Copy out every line of the material below in order, offsetting each bounding-box coordinate by adding 8 to it.

[Items from a data source]
************
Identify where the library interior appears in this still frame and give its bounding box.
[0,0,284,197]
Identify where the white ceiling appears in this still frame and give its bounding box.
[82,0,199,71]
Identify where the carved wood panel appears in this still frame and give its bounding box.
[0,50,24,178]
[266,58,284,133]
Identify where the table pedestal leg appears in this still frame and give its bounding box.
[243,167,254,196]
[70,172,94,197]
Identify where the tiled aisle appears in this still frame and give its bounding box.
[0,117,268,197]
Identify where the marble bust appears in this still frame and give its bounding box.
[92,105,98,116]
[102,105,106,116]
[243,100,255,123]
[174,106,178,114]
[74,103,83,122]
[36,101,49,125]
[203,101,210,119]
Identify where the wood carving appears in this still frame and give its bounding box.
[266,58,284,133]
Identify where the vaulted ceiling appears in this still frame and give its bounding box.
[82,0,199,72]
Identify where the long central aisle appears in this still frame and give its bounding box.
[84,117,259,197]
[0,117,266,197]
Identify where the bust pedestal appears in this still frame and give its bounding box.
************
**RESPONSE TO THE EXERCISE:**
Identify where the library interior appears in this still frame and give its bounding box.
[8,8,292,205]
Identify where the white ceiling appears in this still frame and give its bounding box.
[90,8,207,79]
Identify where the carved wood panel appears in this still frame and give its bounding box.
[8,58,32,186]
[274,66,292,141]
Identify where the table pedestal leg appears in this still frame and give its bounding box.
[251,175,262,204]
[78,180,102,205]
Identify where the tiled aisle appears in this still frame and give its bounding box.
[8,125,276,205]
Identify where the marble bust appears in this still frame and give its bounding box.
[100,113,106,124]
[110,113,114,124]
[251,108,263,131]
[182,114,186,122]
[82,111,91,130]
[44,109,57,133]
[211,109,218,127]
Identify where the wood carving appears in this still frame and give its bounding box.
[274,66,292,141]
Identify where the vaulted ceiling appears in this still frame and give its bounding box.
[90,8,207,80]
Identify where the long central aisle appears in this still frame and give its bounding box.
[92,125,267,205]
[8,125,274,205]
Identify where the bust pedestal appears in this still frame and give its bounding box.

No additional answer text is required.